[Natural language region descriptions]
------------------------------------------------------------------------

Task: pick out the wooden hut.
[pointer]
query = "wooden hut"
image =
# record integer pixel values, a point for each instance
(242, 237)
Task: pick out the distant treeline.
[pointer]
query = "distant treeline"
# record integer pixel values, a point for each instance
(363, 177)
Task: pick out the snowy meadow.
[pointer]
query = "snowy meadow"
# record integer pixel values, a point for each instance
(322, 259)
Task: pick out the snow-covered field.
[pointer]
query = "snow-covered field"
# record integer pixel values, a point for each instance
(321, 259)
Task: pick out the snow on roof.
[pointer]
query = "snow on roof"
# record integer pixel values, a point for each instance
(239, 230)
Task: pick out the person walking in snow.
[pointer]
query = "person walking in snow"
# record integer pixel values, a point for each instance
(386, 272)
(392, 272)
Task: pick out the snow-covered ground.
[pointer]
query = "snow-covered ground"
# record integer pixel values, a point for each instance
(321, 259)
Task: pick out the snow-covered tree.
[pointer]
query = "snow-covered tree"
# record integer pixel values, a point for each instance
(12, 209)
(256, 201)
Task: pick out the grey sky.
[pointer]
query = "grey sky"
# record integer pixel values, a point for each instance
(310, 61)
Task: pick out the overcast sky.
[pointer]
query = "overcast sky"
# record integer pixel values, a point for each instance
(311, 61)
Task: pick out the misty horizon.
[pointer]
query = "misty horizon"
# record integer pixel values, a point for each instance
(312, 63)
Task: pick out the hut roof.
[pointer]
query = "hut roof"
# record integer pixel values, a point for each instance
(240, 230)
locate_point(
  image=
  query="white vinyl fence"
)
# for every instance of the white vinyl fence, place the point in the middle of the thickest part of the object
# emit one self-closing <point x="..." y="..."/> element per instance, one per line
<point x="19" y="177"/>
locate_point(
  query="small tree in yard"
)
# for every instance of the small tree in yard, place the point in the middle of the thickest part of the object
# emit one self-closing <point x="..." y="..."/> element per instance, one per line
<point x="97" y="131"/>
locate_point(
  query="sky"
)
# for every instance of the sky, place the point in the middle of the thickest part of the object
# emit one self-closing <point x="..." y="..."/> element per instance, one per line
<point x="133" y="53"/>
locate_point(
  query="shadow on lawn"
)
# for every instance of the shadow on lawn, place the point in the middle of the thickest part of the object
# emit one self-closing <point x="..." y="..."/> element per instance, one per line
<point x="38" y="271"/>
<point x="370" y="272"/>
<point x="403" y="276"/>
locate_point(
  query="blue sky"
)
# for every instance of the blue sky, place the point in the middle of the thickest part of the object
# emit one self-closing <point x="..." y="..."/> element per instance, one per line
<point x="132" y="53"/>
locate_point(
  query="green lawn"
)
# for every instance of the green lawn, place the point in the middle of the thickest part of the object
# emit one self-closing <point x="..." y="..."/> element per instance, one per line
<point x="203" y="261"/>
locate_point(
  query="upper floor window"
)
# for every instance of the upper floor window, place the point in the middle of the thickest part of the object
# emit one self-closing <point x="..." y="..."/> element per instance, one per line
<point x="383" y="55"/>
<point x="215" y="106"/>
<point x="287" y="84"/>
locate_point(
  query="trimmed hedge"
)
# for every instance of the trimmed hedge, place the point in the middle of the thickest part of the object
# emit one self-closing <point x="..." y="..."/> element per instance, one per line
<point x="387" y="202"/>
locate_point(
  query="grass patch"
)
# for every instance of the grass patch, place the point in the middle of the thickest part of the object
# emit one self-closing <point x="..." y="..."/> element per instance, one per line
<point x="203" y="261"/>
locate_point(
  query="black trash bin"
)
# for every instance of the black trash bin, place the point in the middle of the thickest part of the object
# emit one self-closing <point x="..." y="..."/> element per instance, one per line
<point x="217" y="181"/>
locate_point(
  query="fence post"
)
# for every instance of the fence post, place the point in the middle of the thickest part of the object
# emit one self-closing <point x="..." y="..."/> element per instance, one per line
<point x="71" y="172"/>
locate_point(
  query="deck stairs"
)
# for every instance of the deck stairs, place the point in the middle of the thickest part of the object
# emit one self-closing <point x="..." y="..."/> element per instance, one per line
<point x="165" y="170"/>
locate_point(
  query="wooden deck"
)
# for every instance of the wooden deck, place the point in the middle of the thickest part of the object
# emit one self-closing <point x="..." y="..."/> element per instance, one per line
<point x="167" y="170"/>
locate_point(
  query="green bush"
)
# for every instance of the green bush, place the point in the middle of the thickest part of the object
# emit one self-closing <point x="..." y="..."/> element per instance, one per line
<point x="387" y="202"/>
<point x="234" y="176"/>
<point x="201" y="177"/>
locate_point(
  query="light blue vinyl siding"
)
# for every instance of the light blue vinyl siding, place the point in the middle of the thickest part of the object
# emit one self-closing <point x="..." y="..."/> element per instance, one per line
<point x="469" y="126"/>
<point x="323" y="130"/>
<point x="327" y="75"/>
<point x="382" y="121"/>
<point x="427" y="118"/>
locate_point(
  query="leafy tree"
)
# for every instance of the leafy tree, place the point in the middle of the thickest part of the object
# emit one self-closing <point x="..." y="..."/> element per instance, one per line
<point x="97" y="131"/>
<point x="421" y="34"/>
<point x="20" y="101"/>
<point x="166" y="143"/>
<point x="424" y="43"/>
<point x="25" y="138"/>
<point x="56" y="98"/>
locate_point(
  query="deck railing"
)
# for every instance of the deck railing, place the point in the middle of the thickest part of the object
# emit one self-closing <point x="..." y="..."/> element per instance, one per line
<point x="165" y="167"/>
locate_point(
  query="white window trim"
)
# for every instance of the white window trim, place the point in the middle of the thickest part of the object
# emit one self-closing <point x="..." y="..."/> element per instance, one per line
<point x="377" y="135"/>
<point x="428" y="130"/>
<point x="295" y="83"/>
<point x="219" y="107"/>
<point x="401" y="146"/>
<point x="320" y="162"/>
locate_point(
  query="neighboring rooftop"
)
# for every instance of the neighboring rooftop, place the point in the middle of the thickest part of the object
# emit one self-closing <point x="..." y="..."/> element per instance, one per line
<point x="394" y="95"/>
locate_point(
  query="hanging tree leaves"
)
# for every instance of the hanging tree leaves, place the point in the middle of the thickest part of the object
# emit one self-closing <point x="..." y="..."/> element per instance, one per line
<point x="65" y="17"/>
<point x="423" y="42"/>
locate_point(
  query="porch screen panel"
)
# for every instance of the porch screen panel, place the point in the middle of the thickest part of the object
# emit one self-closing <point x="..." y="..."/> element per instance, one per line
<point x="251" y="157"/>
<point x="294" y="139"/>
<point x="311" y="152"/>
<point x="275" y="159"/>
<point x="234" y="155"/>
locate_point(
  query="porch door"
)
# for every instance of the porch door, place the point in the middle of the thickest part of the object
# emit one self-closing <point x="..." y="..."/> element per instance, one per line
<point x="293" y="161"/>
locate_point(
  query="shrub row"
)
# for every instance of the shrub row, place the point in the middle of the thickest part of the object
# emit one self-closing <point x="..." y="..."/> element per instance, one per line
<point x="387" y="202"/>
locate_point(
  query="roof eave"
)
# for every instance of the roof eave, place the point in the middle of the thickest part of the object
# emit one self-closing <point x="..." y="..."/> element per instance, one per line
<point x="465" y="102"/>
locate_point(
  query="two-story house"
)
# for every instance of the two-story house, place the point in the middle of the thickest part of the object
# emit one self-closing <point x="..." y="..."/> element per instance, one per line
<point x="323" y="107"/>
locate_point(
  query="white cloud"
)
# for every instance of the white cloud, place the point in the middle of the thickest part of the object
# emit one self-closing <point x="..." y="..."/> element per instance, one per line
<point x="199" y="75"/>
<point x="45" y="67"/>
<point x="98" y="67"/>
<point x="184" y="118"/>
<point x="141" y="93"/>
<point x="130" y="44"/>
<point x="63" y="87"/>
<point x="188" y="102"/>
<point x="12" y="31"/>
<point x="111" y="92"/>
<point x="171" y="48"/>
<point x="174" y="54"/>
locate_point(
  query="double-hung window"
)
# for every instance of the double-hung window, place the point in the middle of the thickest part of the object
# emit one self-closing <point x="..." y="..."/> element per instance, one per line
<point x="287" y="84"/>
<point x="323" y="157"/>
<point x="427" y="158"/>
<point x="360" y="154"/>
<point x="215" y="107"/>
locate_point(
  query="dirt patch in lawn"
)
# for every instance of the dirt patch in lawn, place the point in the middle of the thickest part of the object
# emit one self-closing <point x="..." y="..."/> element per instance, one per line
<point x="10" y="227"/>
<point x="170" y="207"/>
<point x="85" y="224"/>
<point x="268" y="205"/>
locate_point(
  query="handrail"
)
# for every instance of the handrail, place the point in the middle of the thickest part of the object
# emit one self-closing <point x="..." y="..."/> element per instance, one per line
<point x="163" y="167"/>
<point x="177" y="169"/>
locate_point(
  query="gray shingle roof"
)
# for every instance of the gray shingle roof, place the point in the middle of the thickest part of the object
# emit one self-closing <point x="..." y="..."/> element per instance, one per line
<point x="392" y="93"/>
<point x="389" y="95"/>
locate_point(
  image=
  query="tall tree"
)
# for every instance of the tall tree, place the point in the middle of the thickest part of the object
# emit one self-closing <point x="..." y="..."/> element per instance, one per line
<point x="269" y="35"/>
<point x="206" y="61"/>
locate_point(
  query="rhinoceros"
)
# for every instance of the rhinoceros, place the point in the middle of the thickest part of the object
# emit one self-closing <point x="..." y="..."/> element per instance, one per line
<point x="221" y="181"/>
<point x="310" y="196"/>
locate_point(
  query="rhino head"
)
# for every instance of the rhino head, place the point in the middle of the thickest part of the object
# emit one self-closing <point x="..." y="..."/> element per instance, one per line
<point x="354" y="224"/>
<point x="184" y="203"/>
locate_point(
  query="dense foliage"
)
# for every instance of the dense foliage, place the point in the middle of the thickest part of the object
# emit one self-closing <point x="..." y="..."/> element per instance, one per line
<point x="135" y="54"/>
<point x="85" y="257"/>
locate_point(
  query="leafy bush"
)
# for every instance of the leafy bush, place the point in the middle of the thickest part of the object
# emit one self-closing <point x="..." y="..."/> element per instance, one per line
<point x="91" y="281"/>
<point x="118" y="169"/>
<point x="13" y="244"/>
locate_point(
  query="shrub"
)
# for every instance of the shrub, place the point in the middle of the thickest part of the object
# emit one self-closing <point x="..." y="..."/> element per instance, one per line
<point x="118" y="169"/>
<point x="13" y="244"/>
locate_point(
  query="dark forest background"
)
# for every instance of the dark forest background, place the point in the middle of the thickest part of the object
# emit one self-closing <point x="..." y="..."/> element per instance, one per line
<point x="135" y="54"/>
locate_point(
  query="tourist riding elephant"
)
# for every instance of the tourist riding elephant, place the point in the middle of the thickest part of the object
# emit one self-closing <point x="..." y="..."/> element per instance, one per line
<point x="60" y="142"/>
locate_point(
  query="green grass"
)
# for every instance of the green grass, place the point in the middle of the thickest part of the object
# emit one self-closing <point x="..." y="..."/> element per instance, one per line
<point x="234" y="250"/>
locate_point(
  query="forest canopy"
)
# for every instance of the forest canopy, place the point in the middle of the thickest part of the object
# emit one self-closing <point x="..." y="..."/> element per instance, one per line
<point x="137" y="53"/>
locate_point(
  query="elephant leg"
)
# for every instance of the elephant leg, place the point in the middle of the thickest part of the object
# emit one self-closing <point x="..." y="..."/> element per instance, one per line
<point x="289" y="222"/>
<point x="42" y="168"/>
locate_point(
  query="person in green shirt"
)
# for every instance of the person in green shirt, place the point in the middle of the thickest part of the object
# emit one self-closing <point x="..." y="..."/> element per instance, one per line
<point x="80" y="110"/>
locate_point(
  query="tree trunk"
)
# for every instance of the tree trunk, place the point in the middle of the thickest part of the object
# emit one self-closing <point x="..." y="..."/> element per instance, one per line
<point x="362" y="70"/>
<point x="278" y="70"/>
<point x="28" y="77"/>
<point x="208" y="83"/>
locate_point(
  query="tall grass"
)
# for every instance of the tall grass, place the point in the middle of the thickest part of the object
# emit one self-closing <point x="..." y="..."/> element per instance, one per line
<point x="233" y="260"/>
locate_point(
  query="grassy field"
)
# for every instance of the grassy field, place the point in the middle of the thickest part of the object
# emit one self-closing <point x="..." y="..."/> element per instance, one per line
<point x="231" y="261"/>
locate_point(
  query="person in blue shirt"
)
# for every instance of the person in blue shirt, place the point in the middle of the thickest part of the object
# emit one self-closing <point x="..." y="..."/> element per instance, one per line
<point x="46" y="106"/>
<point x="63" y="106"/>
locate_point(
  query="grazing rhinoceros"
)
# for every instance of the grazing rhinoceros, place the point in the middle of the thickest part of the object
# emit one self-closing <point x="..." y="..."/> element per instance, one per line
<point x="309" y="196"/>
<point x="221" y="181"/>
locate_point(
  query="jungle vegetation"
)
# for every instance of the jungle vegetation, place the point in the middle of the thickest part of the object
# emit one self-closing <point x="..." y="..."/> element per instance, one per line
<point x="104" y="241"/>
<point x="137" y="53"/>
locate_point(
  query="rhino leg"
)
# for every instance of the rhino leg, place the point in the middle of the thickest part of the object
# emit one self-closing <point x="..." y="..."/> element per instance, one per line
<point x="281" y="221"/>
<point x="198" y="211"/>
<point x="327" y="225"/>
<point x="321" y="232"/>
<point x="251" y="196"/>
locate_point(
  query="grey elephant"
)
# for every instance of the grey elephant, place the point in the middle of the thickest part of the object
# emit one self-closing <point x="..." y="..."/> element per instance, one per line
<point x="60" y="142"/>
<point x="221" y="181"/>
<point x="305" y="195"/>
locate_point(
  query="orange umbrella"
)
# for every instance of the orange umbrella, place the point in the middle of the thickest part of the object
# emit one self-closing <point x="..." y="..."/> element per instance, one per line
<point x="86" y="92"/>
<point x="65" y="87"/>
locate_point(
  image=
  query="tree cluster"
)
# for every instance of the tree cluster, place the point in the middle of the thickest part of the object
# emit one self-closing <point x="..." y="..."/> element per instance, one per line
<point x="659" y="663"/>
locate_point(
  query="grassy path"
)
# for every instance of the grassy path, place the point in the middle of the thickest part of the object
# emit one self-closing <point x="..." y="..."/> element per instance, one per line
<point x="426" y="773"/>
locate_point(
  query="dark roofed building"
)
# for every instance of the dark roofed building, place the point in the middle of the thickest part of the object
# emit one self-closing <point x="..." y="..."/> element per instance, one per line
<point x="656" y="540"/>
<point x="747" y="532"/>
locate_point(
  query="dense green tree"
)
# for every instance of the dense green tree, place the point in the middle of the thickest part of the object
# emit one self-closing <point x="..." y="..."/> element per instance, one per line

------------------------------------------------------------------------

● **Your goal**
Please print exactly what appears from the first line of the data through the line with "# for every instance of the white vinyl", including both of those lines and nothing past them.

● **Task solution**
Task: pick out the wooden hut.
[pointer]
query = "wooden hut"
image =
# record integer pixel values, a point for each instance
(242, 237)
Task: pick out the distant treeline.
[pointer]
query = "distant treeline"
# record integer pixel values, a point for each instance
(363, 177)
Task: pick out the snowy meadow.
[pointer]
query = "snowy meadow"
# record integer pixel values, a point for each instance
(322, 259)
Task: pick out the snow-covered field.
[pointer]
query = "snow-covered field"
# record integer pixel values, a point for each instance
(321, 259)
Task: pick out the snow on roof.
[pointer]
query = "snow on roof"
# record integer pixel values, a point for each instance
(239, 230)
Task: pick out the person walking in snow.
[pointer]
query = "person walking in snow"
# record integer pixel values, a point for each instance
(386, 272)
(392, 272)
Task: pick out the snow-covered ground.
[pointer]
query = "snow-covered ground"
# record integer pixel values, a point for each instance
(321, 259)
Task: pick out the snow-covered tree.
[pointer]
query = "snow-covered tree"
# record integer pixel values, a point for each instance
(12, 209)
(256, 201)
Task: pick out the grey sky.
[pointer]
query = "grey sky"
# record integer pixel values, a point for each instance
(310, 61)
Task: pick out the overcast sky.
[pointer]
query = "overcast sky"
# record integer pixel values, a point for each instance
(311, 61)
Task: pick out the misty horizon.
[pointer]
query = "misty horizon"
# record integer pixel values, a point for each instance
(312, 63)
Task: pick out the hut roof.
[pointer]
query = "hut roof"
# record integer pixel values, a point for each instance
(240, 230)
locate_point(
  image=
  query="white vinyl fence"
)
# for every instance of the white vinyl fence, place the point in the middle of the thickest part of the object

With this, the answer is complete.